> **Provided passage**:
>> BEGIN

# Sons Father Seem disconnected



## misstreated (Sep 8, 2011)

I have been with my boyfriend for 4 years (we did split last fall for a few months) but we have a 18 month old son. He will literally get high ( not inside, I would never allow that) and play XBOX for hours and our son will be in the same room but he cant pay attention to him for 5 minutes. He's all about men being "manly" and I get that playing with a 18month old isn't manly but neither is XBOX, if you ask me. But this is his flesh and blood and he just shows a general disinterest, it makes me sad any advice??


----------



## TheMizz...erable (Aug 14, 2011)

Did you talk to him about it? Why do you stay with him?


----------



## PrivateTalk (May 27, 2011)

How old is he? he may just not want to admit that his life has changed and is focusing on his games as an escape route...

talk to him and tell him how this bothers you, by the by my DH loves to play games on the computer he actually turned this into a father son thing with his son from his first marrage DH and SS love to play together its their bonding time...lol


----------



## lost soul (May 20, 2009)

I don't think it's about playing psp,,,, sounds like it's about smoking weed


----------



## misstreated (Sep 8, 2011)

>> END

> **Required work**:
1/ In the forum thread about a disconnected father, what reason does the reply from PrivateTalk give for the boyfriend focusing on his games?
2/ Write the next part of the forum thread about a disconnected father, picking up after its final line.

Annotated coordinate records
>> BEGIN

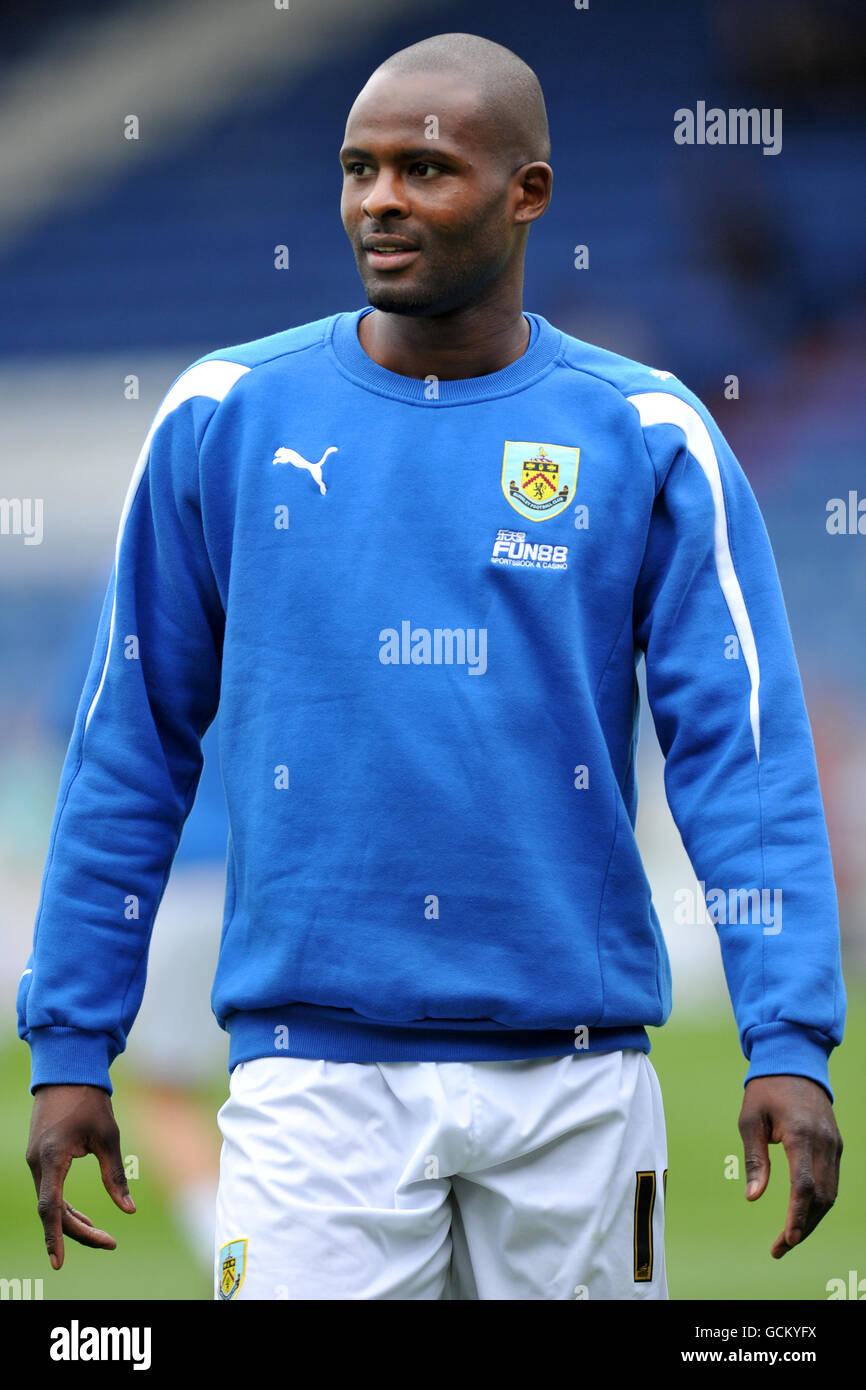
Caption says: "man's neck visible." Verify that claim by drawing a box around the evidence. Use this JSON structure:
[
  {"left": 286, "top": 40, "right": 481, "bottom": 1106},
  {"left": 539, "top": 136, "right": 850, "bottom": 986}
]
[{"left": 357, "top": 304, "right": 530, "bottom": 381}]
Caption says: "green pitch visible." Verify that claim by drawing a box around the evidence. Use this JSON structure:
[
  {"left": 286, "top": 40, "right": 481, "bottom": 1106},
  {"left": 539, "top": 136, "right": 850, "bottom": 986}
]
[{"left": 0, "top": 987, "right": 866, "bottom": 1300}]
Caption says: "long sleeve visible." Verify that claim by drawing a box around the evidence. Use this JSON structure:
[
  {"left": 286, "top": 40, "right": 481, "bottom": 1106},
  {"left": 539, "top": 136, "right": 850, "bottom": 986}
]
[
  {"left": 630, "top": 384, "right": 845, "bottom": 1094},
  {"left": 18, "top": 363, "right": 239, "bottom": 1091}
]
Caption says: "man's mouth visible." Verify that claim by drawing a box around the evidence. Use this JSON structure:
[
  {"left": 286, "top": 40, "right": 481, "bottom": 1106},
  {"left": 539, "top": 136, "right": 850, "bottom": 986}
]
[{"left": 363, "top": 236, "right": 418, "bottom": 270}]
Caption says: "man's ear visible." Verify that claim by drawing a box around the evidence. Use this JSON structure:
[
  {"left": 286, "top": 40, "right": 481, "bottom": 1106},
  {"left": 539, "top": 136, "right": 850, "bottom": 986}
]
[{"left": 514, "top": 160, "right": 553, "bottom": 222}]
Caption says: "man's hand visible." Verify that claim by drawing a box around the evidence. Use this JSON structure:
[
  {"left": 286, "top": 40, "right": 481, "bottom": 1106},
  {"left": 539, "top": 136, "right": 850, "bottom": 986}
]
[
  {"left": 740, "top": 1076, "right": 842, "bottom": 1259},
  {"left": 26, "top": 1086, "right": 135, "bottom": 1269}
]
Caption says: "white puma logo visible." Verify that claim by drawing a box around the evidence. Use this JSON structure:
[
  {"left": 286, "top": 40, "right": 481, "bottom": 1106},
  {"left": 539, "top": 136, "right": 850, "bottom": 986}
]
[{"left": 274, "top": 443, "right": 336, "bottom": 495}]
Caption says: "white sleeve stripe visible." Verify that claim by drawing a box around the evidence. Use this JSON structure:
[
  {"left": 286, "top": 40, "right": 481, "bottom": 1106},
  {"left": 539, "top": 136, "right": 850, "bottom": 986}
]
[
  {"left": 83, "top": 361, "right": 250, "bottom": 733},
  {"left": 628, "top": 391, "right": 760, "bottom": 759}
]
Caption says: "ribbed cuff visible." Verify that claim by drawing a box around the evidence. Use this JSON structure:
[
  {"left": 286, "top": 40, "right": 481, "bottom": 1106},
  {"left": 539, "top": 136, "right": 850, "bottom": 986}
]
[
  {"left": 26, "top": 1027, "right": 117, "bottom": 1095},
  {"left": 745, "top": 1023, "right": 833, "bottom": 1099}
]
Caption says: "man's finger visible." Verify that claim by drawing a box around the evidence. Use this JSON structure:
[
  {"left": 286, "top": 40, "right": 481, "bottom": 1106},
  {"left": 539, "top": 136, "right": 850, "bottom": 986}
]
[
  {"left": 93, "top": 1130, "right": 135, "bottom": 1212},
  {"left": 33, "top": 1155, "right": 72, "bottom": 1269},
  {"left": 63, "top": 1202, "right": 117, "bottom": 1250},
  {"left": 740, "top": 1113, "right": 770, "bottom": 1202},
  {"left": 770, "top": 1130, "right": 841, "bottom": 1259}
]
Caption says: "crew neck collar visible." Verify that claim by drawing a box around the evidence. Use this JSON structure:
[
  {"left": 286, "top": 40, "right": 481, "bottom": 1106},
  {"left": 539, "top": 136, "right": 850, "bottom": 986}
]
[{"left": 331, "top": 306, "right": 562, "bottom": 406}]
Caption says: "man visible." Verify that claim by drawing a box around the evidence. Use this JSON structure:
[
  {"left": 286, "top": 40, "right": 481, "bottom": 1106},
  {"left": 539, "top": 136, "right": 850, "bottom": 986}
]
[{"left": 19, "top": 35, "right": 844, "bottom": 1300}]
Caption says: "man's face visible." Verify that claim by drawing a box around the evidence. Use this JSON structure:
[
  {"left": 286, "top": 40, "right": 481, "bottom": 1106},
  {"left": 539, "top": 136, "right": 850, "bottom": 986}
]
[{"left": 339, "top": 74, "right": 518, "bottom": 316}]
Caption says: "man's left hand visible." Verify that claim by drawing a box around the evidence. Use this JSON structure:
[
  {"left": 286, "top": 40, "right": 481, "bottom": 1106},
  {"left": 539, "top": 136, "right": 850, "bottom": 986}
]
[{"left": 740, "top": 1076, "right": 842, "bottom": 1259}]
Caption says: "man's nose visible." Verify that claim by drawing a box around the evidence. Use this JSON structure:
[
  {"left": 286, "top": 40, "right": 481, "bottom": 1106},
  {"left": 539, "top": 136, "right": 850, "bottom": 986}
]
[{"left": 361, "top": 168, "right": 409, "bottom": 221}]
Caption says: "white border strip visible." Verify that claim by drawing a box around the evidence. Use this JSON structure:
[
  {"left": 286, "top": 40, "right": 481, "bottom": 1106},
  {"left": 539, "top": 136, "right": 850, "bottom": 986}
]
[
  {"left": 83, "top": 360, "right": 250, "bottom": 734},
  {"left": 627, "top": 391, "right": 760, "bottom": 760}
]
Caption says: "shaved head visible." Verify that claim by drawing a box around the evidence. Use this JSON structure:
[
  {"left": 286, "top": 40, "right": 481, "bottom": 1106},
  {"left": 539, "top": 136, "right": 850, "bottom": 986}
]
[
  {"left": 339, "top": 33, "right": 553, "bottom": 335},
  {"left": 373, "top": 33, "right": 550, "bottom": 172}
]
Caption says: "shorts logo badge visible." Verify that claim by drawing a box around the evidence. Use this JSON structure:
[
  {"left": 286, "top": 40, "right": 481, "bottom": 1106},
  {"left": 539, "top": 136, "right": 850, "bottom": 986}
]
[
  {"left": 502, "top": 439, "right": 580, "bottom": 521},
  {"left": 220, "top": 1238, "right": 246, "bottom": 1300}
]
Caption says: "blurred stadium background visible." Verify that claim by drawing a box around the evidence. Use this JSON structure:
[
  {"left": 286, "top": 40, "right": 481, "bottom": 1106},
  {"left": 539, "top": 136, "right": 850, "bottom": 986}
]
[{"left": 0, "top": 0, "right": 866, "bottom": 1300}]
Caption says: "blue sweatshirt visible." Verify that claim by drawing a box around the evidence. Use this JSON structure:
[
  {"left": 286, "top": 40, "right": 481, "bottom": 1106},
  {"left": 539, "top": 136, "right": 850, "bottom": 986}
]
[{"left": 18, "top": 309, "right": 845, "bottom": 1090}]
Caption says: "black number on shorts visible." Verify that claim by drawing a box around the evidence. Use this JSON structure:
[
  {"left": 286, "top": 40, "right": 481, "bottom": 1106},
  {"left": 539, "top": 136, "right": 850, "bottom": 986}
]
[{"left": 634, "top": 1170, "right": 656, "bottom": 1284}]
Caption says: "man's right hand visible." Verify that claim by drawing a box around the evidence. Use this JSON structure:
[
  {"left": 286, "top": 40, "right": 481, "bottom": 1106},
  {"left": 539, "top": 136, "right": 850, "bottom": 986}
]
[{"left": 26, "top": 1086, "right": 135, "bottom": 1269}]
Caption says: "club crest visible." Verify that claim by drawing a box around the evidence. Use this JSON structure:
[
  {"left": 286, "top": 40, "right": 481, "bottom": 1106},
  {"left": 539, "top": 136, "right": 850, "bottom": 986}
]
[
  {"left": 502, "top": 439, "right": 580, "bottom": 521},
  {"left": 218, "top": 1238, "right": 246, "bottom": 1301}
]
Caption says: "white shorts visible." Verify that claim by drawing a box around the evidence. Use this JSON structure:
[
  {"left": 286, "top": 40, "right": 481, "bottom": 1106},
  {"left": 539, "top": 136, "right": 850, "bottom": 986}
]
[{"left": 214, "top": 1049, "right": 667, "bottom": 1301}]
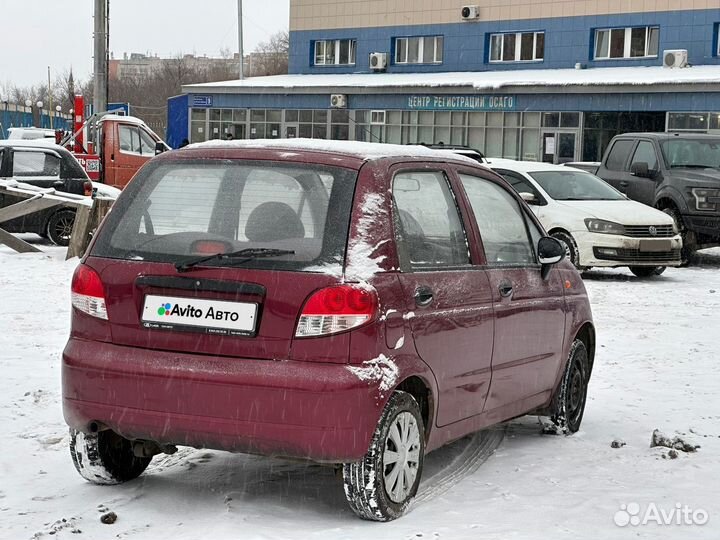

>> END

> **Answers below**:
1/ The reply suggests he may not want to admit that his life has changed. He may be using his games as an escape route.

2/
Hes 26, but I'm only 21 so I don't think his age would excuse it, he will literally play he game and our son is in the room and he wont even notice hes crying or getting into something he shouldn't. He does it with the TV too so I don't really know what to do anymore. Now we are separated because last Sunday he actually pushed me hard enough to leave marks right in front of our son. He was also slamming doors and yelling and making our son cry then he proceeded to throw things while holding our son. I ended up calling the police because I was scared for my son and my own safety. Now he keeps saying how big of a ***** I am for doing that to him, like the fact he did it to begin with doesn't even matter. I didn't even press charges, though I probably should have, I just wanted to deescalate the situation because it was out of control. His anger is uncontrollable!!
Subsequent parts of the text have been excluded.